Beginning with the line of the entries below that holds "Target: white dress train" and ending with the line that holds "# point out the storefront", transcribe each line exactly as written. Pictures stay out.

(DATA PROVIDED Opens)

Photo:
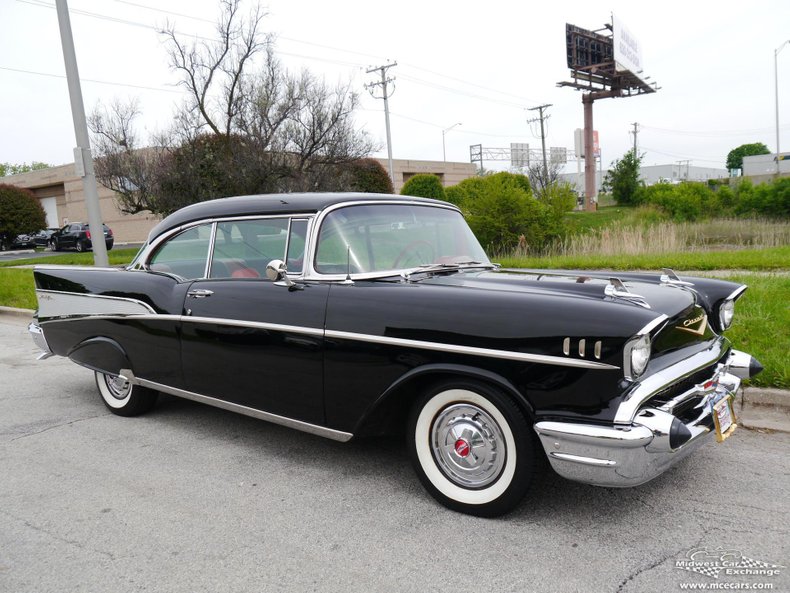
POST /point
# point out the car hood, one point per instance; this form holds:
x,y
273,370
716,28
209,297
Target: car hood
x,y
645,293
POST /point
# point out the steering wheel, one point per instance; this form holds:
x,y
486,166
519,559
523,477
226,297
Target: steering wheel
x,y
412,250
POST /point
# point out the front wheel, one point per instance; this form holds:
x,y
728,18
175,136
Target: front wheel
x,y
472,448
123,398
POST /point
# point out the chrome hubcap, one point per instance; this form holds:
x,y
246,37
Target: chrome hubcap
x,y
468,446
118,386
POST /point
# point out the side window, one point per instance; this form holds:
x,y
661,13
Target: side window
x,y
185,254
242,248
296,241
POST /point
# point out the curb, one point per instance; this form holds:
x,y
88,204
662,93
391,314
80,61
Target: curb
x,y
763,409
14,312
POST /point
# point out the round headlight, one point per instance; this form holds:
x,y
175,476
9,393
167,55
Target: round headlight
x,y
640,355
726,313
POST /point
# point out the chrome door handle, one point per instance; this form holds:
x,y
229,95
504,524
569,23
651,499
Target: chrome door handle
x,y
200,293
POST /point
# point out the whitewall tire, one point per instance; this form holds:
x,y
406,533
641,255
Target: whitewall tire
x,y
472,448
122,397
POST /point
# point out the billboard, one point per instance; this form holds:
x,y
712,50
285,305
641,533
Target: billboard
x,y
627,51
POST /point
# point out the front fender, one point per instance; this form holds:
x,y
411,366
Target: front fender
x,y
390,409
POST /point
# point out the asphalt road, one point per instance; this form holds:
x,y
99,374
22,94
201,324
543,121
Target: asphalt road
x,y
190,498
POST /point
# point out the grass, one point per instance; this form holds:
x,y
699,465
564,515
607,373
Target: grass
x,y
772,259
17,289
762,317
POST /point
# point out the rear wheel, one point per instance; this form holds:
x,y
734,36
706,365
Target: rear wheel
x,y
472,448
123,398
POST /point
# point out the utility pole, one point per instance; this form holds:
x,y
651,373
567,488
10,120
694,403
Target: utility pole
x,y
635,133
385,95
541,118
82,153
776,88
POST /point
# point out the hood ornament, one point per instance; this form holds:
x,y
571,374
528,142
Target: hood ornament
x,y
670,278
616,289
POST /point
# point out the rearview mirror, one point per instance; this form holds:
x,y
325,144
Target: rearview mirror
x,y
276,270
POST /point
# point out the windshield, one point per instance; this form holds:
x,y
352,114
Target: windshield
x,y
391,237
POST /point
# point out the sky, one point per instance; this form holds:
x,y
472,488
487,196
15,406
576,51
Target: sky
x,y
483,66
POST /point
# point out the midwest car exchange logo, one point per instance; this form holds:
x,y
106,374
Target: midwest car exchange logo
x,y
731,563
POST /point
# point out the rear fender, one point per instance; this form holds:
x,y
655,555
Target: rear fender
x,y
100,354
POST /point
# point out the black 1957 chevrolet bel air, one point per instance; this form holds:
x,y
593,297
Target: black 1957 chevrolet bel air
x,y
347,315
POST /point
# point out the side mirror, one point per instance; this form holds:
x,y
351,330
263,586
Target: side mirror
x,y
276,270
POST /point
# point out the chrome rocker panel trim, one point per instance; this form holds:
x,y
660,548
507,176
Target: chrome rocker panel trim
x,y
335,435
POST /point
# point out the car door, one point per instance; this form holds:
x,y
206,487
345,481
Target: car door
x,y
249,340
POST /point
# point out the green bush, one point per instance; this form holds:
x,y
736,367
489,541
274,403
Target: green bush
x,y
369,176
503,213
425,186
20,212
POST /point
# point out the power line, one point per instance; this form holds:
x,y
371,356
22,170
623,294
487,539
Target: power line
x,y
107,82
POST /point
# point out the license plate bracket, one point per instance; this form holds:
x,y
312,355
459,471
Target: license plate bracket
x,y
724,418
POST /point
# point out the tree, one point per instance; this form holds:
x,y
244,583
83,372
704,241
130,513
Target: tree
x,y
20,212
12,169
423,185
247,126
735,156
622,180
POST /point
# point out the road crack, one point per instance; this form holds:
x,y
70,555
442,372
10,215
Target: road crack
x,y
53,427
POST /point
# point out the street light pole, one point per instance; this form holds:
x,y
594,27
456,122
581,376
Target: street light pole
x,y
444,131
776,88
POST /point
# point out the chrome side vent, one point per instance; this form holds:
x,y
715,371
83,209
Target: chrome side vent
x,y
618,290
582,348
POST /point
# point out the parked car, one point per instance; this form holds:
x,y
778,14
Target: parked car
x,y
347,315
24,241
77,235
42,237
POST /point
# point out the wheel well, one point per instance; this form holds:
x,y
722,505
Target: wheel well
x,y
389,413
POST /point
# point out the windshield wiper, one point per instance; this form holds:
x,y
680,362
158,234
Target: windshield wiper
x,y
453,267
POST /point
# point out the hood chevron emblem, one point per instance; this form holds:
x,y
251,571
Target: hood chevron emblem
x,y
701,322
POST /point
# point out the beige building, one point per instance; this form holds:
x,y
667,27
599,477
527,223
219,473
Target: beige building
x,y
450,173
60,191
61,195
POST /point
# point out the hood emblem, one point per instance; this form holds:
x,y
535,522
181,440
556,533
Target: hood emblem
x,y
688,325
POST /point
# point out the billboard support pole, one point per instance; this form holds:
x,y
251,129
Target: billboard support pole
x,y
589,156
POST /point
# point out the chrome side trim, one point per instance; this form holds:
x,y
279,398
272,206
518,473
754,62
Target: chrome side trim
x,y
293,329
469,350
330,433
654,383
343,335
79,268
54,303
583,460
652,325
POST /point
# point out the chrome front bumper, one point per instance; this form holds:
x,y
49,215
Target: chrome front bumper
x,y
622,455
38,338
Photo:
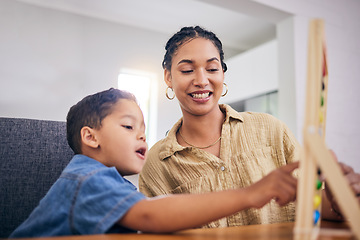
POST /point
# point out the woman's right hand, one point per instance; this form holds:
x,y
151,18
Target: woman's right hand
x,y
280,185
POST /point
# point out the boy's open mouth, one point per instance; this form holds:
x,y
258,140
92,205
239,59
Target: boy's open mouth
x,y
141,151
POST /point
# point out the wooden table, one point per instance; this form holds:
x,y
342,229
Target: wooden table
x,y
279,231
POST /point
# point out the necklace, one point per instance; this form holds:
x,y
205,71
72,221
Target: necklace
x,y
197,146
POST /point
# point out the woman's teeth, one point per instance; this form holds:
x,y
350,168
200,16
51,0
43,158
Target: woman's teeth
x,y
200,95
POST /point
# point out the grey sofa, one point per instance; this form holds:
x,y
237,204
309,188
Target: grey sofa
x,y
33,153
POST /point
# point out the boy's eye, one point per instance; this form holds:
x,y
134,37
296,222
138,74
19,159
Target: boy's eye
x,y
186,71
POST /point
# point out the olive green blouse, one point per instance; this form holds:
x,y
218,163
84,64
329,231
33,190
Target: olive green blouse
x,y
252,145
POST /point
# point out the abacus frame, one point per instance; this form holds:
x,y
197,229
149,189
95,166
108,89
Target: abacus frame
x,y
315,154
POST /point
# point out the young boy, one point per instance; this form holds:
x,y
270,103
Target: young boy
x,y
107,133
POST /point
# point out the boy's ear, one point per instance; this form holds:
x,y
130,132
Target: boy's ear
x,y
88,137
167,77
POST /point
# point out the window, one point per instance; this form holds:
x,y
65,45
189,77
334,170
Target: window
x,y
144,86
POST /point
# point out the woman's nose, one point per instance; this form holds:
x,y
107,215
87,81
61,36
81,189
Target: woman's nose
x,y
201,78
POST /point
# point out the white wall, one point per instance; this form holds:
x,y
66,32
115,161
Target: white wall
x,y
342,28
252,73
50,59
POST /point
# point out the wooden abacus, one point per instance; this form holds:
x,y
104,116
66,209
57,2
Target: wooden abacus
x,y
316,157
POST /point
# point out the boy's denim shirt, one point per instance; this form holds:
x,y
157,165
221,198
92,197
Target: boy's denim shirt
x,y
88,198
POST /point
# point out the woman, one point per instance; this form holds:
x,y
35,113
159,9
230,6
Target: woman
x,y
213,147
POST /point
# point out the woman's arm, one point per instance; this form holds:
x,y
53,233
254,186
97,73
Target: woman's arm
x,y
183,211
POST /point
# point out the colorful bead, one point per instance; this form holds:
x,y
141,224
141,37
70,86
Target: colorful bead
x,y
316,216
318,182
317,201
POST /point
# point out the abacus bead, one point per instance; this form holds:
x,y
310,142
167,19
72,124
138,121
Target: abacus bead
x,y
318,183
317,201
316,216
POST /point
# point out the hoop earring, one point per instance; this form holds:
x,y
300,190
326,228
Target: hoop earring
x,y
227,89
167,95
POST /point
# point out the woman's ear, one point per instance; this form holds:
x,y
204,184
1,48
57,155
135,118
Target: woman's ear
x,y
167,77
88,137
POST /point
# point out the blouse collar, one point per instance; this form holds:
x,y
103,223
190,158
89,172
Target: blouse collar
x,y
170,144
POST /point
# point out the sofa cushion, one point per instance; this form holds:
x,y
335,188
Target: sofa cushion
x,y
33,153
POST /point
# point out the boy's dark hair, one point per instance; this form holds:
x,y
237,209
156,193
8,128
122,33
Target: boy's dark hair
x,y
90,111
186,34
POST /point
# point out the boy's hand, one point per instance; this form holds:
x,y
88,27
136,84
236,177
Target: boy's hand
x,y
279,185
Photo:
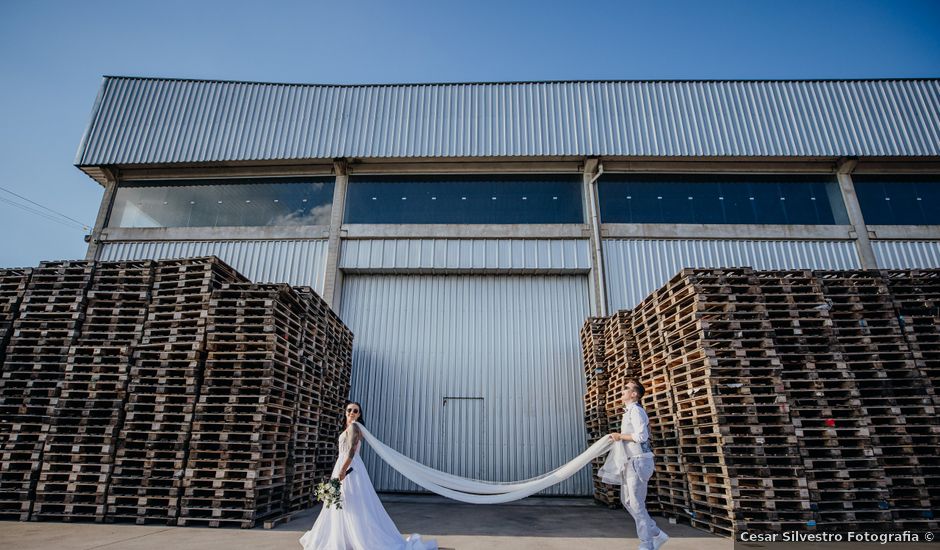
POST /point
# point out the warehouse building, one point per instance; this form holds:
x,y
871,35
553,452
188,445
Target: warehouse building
x,y
465,231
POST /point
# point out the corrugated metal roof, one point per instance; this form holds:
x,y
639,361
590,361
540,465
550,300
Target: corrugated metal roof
x,y
150,120
907,254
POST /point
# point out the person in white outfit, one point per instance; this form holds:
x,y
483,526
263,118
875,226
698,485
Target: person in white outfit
x,y
637,467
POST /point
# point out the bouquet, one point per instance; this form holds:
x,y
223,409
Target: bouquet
x,y
330,494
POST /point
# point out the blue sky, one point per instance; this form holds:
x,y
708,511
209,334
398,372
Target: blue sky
x,y
53,54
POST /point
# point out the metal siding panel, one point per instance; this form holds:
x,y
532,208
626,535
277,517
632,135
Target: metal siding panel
x,y
141,120
301,263
636,267
495,254
907,254
512,340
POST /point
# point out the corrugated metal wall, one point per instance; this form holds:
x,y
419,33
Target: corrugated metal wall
x,y
461,254
293,262
636,267
510,340
907,254
151,120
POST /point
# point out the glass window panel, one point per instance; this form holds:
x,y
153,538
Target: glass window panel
x,y
721,199
899,199
223,203
498,199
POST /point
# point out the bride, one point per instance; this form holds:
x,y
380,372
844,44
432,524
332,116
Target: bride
x,y
362,523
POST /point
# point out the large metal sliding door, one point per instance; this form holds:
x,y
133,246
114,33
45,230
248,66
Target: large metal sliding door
x,y
504,350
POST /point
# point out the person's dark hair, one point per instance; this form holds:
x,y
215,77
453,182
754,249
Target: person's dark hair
x,y
640,390
361,420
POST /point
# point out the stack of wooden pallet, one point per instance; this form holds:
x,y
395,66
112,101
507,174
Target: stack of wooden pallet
x,y
329,366
79,451
898,401
593,342
669,484
13,284
737,441
171,391
790,399
164,382
845,482
47,323
237,471
916,297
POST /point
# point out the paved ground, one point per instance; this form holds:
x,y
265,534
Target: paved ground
x,y
533,524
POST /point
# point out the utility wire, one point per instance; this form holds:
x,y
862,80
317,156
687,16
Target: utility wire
x,y
42,214
85,226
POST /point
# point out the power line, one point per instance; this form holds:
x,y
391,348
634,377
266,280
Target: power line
x,y
42,214
84,225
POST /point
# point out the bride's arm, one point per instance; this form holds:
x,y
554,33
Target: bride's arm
x,y
356,436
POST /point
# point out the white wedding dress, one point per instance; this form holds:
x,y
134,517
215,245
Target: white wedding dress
x,y
362,523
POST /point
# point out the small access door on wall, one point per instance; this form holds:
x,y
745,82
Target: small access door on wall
x,y
462,437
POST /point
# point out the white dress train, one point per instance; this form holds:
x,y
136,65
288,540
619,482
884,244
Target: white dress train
x,y
362,523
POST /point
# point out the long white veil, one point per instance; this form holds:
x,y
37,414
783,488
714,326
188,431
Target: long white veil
x,y
475,491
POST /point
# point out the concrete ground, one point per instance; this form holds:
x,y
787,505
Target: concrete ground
x,y
534,524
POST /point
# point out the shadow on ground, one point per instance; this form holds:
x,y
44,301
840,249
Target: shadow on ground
x,y
534,517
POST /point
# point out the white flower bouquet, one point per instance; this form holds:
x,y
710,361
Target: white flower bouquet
x,y
330,494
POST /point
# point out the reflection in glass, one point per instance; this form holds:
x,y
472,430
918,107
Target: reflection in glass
x,y
724,199
899,200
497,199
223,203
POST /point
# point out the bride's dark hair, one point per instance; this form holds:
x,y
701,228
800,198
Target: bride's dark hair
x,y
361,420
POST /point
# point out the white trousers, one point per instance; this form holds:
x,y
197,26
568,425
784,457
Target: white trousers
x,y
636,477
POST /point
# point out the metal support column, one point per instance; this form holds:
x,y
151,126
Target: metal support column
x,y
592,170
333,282
866,254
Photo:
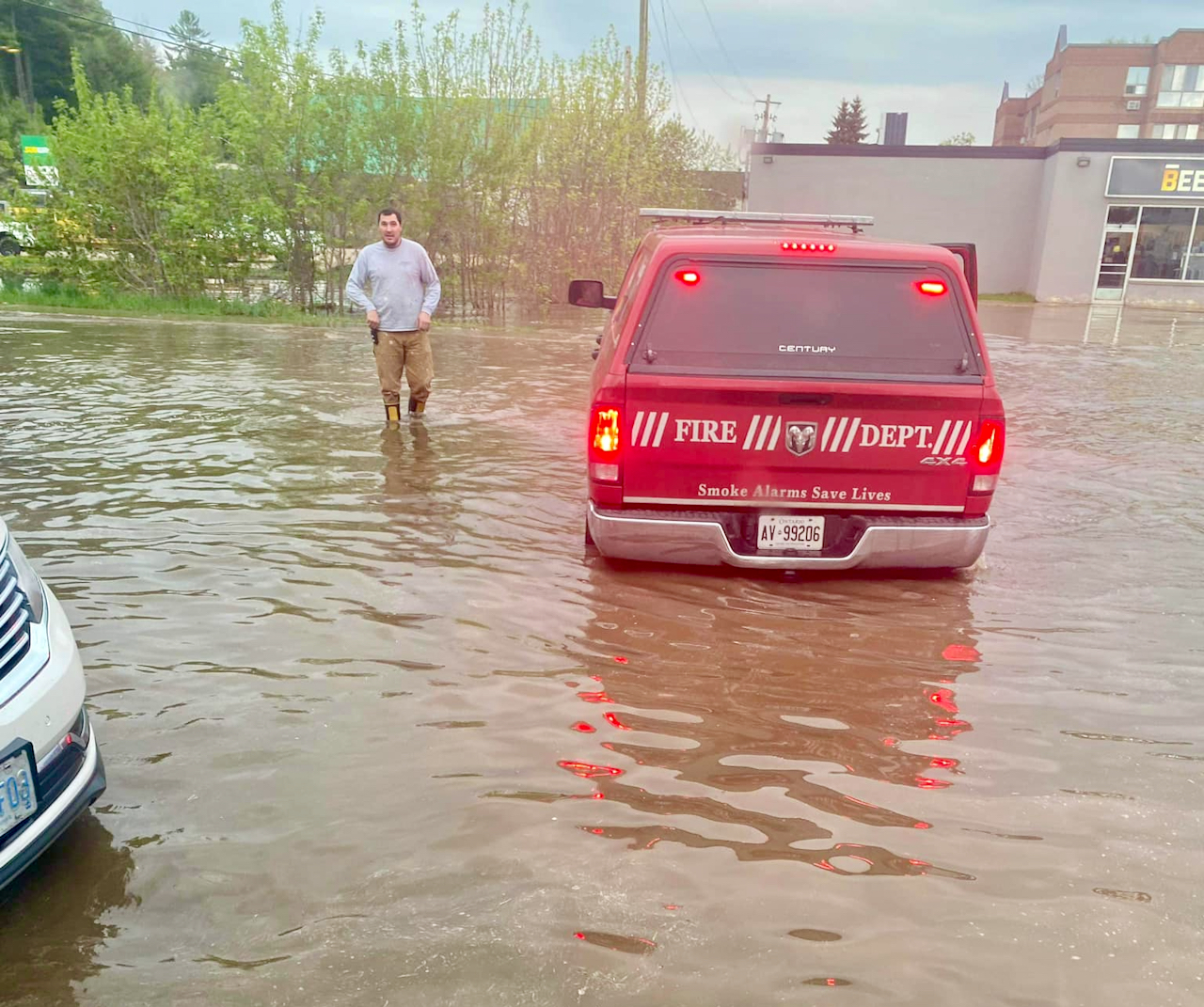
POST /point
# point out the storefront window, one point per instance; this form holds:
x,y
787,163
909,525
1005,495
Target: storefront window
x,y
1162,242
1122,214
1196,253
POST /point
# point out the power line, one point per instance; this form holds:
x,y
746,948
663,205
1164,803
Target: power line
x,y
117,28
669,55
697,56
170,41
723,50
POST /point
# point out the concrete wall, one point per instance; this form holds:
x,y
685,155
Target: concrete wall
x,y
1071,228
990,201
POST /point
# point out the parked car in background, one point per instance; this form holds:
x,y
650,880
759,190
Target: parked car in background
x,y
51,769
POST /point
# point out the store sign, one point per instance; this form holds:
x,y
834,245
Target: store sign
x,y
1165,177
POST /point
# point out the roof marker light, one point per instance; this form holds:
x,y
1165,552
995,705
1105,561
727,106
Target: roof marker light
x,y
808,246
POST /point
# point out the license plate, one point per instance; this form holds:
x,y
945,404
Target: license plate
x,y
777,530
18,797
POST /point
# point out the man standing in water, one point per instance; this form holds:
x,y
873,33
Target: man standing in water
x,y
404,292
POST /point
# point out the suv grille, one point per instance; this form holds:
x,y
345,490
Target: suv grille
x,y
15,616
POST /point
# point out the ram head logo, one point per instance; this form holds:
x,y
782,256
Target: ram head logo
x,y
800,438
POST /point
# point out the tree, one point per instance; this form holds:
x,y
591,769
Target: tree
x,y
196,70
849,123
47,34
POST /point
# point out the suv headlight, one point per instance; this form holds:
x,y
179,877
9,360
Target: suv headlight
x,y
28,580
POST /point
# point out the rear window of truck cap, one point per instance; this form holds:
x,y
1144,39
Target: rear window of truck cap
x,y
807,318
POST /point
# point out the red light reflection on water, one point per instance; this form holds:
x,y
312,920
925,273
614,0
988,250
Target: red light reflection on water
x,y
944,700
588,770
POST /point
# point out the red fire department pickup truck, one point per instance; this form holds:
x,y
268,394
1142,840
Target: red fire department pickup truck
x,y
782,391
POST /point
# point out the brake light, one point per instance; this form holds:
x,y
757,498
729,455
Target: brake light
x,y
606,431
988,454
808,246
989,450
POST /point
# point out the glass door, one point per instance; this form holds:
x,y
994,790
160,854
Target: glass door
x,y
1117,253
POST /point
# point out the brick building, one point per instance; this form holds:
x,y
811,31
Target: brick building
x,y
1112,91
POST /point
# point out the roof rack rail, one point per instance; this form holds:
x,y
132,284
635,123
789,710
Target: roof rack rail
x,y
744,216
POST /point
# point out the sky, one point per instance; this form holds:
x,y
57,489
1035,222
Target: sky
x,y
942,61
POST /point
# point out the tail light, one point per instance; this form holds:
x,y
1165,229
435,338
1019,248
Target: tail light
x,y
606,437
986,455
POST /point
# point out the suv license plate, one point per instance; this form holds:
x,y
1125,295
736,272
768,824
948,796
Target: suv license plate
x,y
775,530
18,799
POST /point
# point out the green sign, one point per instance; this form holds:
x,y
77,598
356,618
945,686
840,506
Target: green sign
x,y
38,162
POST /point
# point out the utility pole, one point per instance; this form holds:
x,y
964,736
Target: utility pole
x,y
764,133
642,60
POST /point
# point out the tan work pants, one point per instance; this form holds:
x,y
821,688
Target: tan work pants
x,y
407,353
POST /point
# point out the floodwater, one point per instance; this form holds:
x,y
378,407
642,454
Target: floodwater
x,y
379,734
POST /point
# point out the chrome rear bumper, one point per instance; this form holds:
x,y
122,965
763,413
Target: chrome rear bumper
x,y
886,543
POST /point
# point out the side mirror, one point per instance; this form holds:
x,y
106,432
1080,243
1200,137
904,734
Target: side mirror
x,y
588,293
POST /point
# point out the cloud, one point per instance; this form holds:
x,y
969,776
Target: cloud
x,y
934,112
944,61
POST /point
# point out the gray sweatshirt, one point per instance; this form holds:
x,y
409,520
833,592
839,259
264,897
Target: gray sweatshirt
x,y
404,283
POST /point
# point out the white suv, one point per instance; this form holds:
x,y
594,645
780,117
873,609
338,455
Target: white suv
x,y
51,770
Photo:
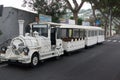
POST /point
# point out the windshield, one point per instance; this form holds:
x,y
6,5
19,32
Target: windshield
x,y
42,29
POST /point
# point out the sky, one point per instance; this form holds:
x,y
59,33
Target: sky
x,y
18,4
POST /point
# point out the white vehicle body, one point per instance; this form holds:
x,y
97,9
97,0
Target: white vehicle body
x,y
36,46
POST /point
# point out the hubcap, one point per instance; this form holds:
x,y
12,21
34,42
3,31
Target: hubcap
x,y
35,61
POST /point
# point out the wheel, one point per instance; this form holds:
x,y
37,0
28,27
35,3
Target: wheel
x,y
34,60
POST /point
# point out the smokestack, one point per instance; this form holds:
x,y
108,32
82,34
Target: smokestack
x,y
21,25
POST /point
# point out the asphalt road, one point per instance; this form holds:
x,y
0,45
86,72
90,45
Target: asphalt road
x,y
100,62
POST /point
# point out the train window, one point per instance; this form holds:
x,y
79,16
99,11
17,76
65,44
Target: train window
x,y
89,34
42,29
70,32
58,33
82,33
76,33
63,33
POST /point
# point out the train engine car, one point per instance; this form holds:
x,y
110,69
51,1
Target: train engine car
x,y
41,43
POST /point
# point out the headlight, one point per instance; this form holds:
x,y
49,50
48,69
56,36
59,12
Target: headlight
x,y
26,50
3,49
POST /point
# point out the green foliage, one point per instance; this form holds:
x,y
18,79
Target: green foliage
x,y
53,8
0,32
80,21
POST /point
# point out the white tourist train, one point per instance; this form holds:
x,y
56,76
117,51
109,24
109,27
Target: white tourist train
x,y
46,40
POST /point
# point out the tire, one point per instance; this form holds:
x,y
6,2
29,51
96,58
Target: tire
x,y
34,60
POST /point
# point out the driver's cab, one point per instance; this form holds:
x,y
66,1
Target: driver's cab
x,y
47,30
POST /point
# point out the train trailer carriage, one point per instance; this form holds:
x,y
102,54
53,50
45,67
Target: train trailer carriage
x,y
47,40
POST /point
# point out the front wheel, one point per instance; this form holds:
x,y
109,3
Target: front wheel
x,y
34,60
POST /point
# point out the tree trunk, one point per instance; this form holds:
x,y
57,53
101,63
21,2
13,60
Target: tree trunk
x,y
75,14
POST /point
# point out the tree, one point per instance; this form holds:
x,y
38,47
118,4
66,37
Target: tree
x,y
75,9
54,8
108,8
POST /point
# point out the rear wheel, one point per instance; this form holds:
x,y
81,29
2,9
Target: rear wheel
x,y
34,60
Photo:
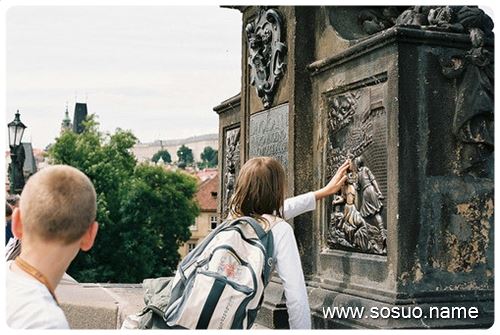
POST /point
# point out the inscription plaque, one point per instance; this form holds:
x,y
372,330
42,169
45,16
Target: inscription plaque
x,y
357,129
269,134
231,166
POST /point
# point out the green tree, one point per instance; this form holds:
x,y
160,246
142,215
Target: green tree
x,y
164,154
185,155
144,212
208,157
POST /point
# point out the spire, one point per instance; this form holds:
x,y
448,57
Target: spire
x,y
66,123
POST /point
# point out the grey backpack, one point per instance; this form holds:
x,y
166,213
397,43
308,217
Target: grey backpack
x,y
220,284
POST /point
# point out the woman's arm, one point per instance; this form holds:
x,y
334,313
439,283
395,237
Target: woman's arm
x,y
307,202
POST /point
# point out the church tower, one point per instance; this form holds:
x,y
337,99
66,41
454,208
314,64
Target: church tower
x,y
66,123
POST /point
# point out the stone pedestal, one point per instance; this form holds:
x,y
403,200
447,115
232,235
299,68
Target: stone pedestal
x,y
408,96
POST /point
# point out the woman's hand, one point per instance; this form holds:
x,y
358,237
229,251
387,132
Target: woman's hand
x,y
335,183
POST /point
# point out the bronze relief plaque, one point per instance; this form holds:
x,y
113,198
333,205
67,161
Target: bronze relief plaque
x,y
269,134
231,166
357,129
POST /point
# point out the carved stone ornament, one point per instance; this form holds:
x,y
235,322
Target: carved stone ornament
x,y
266,53
231,166
357,130
355,23
356,221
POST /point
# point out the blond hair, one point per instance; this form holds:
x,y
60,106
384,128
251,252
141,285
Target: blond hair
x,y
58,203
260,189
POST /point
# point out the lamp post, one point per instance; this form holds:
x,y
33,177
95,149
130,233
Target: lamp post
x,y
16,131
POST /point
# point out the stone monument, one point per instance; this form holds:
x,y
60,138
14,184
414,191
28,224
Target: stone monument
x,y
407,94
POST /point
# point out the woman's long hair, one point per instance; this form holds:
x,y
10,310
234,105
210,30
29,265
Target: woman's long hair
x,y
260,189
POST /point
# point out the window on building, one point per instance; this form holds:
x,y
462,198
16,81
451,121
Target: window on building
x,y
213,222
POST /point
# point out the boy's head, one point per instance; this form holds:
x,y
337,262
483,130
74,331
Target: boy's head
x,y
58,204
260,188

(DATA PROVIDED Closes)

=== YOUR SOLUTION ===
Target: white dress train
x,y
362,523
POST /point
# point out the long white veil, one point per instance; this form holds:
x,y
37,414
783,488
714,326
188,431
Target: long white veil
x,y
475,491
POST /point
# point out the concrete ground, one point per instance; this form holds:
x,y
787,505
Target: concrete ground
x,y
534,524
POST /point
# point out the shadow on ground, one point per instance; this form holds:
x,y
44,301
840,249
Target: shadow on ground
x,y
534,517
POST /point
# point out the white flower bouquet, one point per instance; this form holds:
x,y
710,361
Target: white flower bouquet
x,y
330,494
POST /point
# point out the reflection in glass, one point per instance; this form holds:
x,y
472,430
918,107
Target: reflection in glass
x,y
724,199
899,200
497,199
223,203
POST /point
# point out the bride's dark hair, one point per instance; this form holds:
x,y
701,228
800,198
Target: bride's dark hair
x,y
361,420
POST /point
# point out the white trousers, one point per instance; this form holds:
x,y
197,26
568,425
784,457
Target: white trousers
x,y
636,477
POST /point
# point out the metal support column, one point per instance; this form holds:
x,y
151,126
Target: metal support column
x,y
592,170
333,282
866,254
Photo:
POST /point
# point out the storefront window, one point per instance; this form holds:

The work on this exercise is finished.